In this vast land of ours, many people live and work away from cities, and therefore a long distance from mainstream medical facilities. Seven million Australians, or 28% of the population, live in rural and remote areas – on mining sites, oil rigs, farms, in townships and indigenous communities.
The impact on health
Living at a remove from city life has its upsides, but when it comes to health, those in rural and remote Australia are at a disadvantage. Studies show that, compared with their counterparts in metropolitan Australia, they have poorer health, increased risk of disease and a shorter average lifespan.
The causes of health disadvantage
This higher level of health risk has a number of causes, including lifestyle differences, a higher proportion of economic and educational disadvantage and a difficulty in accessing fresh food.
One example is Type 2 diabetes. The rate of diabetes is 1.3 times higher in remote areas than in cities, 2.9 times higher in indigenous populations and 1.9 times higher in disadvantaged areas.
The health risks to remote populations are further exacerbated by the distance between these communities and their nearest healthcare facility, and sometimes being cut off altogether from support by natural disasters such as floods and fires. Being so far from medical facilities means that those in remote areas often miss out on the preventative and predictive healthcare monitoring that their fellow Australians in cities take for granted and undergo on a regular basis.

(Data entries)

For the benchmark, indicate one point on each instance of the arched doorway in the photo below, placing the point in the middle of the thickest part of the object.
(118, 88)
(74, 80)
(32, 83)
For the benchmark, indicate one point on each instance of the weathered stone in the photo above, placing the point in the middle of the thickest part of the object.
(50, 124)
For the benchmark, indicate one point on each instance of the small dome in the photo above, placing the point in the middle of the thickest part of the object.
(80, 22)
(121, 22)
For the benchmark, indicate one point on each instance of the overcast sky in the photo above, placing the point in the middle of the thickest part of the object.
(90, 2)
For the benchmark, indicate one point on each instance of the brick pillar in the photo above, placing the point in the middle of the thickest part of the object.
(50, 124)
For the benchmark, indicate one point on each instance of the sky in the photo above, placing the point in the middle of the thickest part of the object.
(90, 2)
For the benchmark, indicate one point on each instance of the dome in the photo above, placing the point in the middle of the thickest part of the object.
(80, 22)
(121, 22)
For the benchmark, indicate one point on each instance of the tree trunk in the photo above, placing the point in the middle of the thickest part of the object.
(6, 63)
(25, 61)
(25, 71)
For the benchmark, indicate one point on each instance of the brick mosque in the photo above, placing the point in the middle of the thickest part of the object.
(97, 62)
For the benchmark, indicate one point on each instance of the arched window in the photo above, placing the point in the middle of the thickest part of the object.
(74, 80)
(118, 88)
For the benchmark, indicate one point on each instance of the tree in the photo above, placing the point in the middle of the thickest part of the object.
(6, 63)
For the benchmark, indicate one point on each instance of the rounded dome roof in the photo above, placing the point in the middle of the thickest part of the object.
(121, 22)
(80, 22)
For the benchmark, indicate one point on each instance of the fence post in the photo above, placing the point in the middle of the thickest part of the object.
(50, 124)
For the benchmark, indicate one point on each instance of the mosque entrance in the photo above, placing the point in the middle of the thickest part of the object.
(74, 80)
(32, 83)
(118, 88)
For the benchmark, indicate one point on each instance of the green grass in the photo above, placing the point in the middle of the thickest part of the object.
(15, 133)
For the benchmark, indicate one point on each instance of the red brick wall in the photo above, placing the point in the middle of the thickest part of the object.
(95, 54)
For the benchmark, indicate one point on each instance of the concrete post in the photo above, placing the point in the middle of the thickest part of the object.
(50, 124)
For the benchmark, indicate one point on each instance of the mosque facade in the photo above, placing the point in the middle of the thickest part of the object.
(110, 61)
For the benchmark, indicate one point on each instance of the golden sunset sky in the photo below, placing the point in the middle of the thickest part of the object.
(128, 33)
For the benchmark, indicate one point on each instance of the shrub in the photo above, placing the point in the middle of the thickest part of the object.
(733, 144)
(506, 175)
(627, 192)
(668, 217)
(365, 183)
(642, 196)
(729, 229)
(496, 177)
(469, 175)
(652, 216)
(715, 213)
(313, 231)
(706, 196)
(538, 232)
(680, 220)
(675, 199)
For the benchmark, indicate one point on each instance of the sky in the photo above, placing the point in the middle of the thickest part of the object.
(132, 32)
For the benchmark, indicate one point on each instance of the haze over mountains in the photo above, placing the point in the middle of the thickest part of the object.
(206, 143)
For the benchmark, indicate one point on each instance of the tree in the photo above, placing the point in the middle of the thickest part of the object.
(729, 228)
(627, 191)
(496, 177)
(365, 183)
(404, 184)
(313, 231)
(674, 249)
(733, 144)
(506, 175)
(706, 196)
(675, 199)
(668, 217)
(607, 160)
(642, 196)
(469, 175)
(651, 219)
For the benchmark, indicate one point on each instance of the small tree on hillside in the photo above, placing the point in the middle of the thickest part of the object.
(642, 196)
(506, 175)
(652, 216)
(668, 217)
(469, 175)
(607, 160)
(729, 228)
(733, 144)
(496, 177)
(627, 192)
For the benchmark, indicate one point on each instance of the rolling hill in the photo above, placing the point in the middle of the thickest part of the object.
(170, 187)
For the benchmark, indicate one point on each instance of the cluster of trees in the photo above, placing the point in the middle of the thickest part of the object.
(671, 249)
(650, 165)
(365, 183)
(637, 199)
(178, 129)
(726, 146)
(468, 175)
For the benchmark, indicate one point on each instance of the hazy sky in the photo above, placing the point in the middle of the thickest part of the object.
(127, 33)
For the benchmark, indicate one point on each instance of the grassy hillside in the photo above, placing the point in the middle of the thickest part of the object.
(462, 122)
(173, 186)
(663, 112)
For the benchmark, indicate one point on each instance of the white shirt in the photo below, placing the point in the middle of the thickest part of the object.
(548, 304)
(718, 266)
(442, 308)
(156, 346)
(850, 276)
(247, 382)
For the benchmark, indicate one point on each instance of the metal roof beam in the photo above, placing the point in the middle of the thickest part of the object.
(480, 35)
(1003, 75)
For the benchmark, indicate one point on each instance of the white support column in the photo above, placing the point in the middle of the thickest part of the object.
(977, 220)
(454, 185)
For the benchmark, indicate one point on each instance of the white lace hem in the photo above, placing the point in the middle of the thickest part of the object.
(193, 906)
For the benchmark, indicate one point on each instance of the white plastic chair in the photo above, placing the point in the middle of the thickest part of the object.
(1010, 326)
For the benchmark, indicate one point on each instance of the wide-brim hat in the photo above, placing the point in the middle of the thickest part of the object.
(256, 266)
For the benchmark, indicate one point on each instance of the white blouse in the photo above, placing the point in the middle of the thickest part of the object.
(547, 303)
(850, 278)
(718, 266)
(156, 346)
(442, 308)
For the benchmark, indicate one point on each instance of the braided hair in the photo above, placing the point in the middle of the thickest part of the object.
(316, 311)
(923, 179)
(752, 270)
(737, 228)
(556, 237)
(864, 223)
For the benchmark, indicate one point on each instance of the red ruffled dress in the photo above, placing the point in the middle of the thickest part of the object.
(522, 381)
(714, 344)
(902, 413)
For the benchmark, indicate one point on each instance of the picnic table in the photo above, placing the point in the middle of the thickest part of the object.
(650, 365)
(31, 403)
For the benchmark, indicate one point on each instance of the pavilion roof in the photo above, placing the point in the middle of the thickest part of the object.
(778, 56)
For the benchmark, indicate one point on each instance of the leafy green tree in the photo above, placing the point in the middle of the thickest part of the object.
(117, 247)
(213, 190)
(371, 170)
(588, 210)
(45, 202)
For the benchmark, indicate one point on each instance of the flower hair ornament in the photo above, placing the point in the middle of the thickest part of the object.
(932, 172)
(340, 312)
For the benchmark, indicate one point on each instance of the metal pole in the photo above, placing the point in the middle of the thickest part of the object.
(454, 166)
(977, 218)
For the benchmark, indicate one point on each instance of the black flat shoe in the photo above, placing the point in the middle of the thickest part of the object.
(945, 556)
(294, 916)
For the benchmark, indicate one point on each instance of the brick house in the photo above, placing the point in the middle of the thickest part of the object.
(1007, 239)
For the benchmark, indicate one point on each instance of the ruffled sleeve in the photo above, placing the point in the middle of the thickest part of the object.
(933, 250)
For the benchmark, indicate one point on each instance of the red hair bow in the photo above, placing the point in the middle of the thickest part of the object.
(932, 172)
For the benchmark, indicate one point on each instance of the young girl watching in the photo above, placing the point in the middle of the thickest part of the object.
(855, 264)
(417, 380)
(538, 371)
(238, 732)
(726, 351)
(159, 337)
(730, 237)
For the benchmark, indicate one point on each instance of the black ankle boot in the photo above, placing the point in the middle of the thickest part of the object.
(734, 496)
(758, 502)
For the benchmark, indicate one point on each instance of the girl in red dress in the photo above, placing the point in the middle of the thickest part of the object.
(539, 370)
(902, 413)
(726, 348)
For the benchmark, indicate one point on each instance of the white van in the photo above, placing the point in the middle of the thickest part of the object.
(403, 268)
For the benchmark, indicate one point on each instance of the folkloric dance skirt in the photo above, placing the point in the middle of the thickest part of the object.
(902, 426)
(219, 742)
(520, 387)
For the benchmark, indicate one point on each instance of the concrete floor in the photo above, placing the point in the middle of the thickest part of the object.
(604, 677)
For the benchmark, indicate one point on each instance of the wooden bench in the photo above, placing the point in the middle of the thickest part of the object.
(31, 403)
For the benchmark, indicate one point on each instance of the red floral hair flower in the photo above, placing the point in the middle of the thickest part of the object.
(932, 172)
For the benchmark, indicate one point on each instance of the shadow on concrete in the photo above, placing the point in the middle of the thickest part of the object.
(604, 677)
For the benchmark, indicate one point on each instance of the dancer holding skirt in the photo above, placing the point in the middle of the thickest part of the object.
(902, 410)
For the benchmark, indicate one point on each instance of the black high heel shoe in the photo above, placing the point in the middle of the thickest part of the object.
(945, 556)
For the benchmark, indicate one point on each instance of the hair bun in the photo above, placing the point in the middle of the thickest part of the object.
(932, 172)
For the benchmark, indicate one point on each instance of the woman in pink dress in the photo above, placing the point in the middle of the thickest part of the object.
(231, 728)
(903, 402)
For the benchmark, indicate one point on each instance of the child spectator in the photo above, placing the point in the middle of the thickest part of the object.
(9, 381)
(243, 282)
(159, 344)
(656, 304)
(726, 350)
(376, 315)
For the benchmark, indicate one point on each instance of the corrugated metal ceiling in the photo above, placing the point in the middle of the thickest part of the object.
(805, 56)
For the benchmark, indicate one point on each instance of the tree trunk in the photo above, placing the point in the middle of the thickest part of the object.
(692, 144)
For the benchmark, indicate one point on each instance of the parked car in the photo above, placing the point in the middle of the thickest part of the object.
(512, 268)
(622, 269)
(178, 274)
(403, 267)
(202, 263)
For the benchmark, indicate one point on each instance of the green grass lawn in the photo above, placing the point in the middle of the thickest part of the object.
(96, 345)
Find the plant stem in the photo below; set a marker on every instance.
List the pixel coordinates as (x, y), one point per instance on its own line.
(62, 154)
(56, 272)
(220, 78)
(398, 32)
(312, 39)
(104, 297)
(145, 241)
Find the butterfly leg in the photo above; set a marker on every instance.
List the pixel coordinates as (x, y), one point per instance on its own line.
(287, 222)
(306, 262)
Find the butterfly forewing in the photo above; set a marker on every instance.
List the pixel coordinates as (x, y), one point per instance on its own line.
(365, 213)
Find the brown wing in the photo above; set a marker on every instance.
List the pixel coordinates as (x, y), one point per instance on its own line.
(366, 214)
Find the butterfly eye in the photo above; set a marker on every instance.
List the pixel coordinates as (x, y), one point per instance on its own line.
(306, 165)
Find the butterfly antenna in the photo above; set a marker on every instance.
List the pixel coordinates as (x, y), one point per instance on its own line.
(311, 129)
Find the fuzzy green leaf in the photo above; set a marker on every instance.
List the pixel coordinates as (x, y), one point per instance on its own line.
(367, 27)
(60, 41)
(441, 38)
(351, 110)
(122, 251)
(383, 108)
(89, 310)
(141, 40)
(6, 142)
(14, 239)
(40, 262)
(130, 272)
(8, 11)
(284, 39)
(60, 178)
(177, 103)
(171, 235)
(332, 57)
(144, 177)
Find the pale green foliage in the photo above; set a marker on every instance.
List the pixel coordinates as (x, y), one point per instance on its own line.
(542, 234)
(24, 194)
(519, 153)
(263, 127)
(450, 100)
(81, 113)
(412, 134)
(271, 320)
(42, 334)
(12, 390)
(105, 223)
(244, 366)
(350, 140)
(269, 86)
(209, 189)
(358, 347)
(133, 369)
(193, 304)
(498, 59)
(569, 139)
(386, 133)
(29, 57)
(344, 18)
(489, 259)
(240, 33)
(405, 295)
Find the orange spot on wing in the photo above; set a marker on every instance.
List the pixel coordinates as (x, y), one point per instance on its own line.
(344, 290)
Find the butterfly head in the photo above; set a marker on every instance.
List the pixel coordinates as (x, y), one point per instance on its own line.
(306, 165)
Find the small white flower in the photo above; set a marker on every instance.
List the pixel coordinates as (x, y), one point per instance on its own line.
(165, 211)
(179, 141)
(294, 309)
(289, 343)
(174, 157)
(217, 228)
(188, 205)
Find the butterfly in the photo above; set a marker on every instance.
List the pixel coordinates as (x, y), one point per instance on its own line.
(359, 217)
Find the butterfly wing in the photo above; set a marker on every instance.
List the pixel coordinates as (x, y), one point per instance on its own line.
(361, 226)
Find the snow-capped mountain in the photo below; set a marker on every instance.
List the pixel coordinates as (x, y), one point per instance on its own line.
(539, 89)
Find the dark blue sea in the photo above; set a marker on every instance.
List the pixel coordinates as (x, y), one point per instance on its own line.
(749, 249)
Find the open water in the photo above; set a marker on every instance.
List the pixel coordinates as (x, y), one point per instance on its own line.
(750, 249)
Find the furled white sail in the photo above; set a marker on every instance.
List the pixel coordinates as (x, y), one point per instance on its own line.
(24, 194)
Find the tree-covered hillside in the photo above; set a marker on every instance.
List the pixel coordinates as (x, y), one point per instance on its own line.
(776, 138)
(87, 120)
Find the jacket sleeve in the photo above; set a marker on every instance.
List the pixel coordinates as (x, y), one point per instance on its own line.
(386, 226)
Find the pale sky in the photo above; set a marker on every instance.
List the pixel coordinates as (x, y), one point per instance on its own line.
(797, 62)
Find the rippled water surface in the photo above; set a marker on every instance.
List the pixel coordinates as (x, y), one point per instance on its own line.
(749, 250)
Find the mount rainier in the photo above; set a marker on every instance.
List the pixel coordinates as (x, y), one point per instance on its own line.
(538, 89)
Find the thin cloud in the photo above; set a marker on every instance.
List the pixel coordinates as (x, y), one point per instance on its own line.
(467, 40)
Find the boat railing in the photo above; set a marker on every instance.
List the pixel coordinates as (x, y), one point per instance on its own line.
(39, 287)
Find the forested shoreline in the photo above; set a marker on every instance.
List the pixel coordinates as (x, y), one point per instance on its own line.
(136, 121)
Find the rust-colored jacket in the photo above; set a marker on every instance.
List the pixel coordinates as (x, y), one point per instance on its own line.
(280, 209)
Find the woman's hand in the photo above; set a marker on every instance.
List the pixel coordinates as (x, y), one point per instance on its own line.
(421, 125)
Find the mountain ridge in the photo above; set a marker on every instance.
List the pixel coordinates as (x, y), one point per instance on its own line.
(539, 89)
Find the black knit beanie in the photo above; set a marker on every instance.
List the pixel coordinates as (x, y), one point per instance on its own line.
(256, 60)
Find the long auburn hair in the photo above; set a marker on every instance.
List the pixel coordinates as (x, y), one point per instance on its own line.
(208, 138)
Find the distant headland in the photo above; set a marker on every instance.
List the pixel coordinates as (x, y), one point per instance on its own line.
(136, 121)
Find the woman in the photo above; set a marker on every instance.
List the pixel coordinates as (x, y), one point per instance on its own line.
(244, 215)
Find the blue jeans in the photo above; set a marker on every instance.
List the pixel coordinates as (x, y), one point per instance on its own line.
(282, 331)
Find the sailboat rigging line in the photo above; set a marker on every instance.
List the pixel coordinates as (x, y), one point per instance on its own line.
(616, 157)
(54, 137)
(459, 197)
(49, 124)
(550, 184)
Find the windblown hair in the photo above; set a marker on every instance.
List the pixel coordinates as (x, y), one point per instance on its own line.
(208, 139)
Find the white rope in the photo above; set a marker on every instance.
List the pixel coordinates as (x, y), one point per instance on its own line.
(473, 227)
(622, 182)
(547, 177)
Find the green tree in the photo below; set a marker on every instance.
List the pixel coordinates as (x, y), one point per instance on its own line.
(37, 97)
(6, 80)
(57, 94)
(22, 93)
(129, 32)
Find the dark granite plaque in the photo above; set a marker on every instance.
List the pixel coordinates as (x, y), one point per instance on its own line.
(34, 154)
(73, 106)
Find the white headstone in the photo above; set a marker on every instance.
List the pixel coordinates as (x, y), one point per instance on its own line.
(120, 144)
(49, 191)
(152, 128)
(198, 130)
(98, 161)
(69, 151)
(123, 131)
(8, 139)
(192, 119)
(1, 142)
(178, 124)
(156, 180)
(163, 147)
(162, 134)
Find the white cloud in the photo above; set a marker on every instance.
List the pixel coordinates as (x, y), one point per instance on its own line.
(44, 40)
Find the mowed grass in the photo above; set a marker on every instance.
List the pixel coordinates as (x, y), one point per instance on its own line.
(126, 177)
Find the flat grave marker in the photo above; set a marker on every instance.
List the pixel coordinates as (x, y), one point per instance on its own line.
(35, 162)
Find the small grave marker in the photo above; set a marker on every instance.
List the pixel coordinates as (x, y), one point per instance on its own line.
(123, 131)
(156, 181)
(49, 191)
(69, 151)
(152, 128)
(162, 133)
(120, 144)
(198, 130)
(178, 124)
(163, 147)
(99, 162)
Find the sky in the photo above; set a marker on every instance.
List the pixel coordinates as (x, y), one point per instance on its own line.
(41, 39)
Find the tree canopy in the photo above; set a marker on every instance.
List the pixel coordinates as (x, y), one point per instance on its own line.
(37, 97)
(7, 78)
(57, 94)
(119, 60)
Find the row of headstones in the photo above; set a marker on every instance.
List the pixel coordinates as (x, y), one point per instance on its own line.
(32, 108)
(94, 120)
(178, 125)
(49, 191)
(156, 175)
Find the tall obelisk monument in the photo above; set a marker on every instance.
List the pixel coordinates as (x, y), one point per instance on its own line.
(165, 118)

## Task statement:
Proceed with the text on rural and remote Australian health, writing on from its final sentence about missing out on preventative and predictive monitoring.

## Task response:
Monitoring the vital signs
Monitoring of the body’s vital signs – respiratory rate, oxygen saturation, temperature, blood pressure and heart rate – is an essential element of healthcare. That’s because some health problems manifest through a gradual decline. For example, cardiac arrest is often preceded by abnormalities in vital signs, before the patient has even noticed anything wrong. Monitoring can spot the clinical decline and allow preventative action.
Monitoring helps those with an underlying condition, allowing the medical practitioner to check on whether it is stable or declining. For the healthy, monitoring is just as useful, with changes or patterns acting as a flag that enables intervention to prevent or slow the progress of a disease. When patients are monitored over time, medical practitioners can spot patterns of deterioration and sound the alert early, and proactively engage the right level of care and treatment. Without monitoring, the patient and doctor may only realise that something is wrong when it becomes an emergency.
Wearable monitoring technology
For those in remote communities, who are not regularly seeing a GP or visiting a hospital, monitoring of vital signs is impacted. But medical technology has the answer, in the form of wearable medical devices.
These are small devices that the patient wears – no more obtrusively than a Fitbit or smart watch – and which monitor their vital signs continuously. The devices are non-invasive, need no specialist fitting and can be simply sent out to the patient. The data they collect is sent digitally to the medical practitioner, making monitoring possible even when there are thousands of miles between the patient and the doctor.
Continuous monitoring enables the medical practitioner to determine an Early Warning Score (EWS) or Modified Early Warning Score (MEWS) for the patient. An EWS is a standardised assessment of a patient’s degree of illness, based on the vital signs and their pattern over time. A MEWS is an EWS assessment based on a set of criteria specific to a certain illness – for example, diabetes, lung disease or a heart condition.
The EWS/MEWS allows the practitioner to proactively intervene with medication or other treatment, including getting the patient to a hospital.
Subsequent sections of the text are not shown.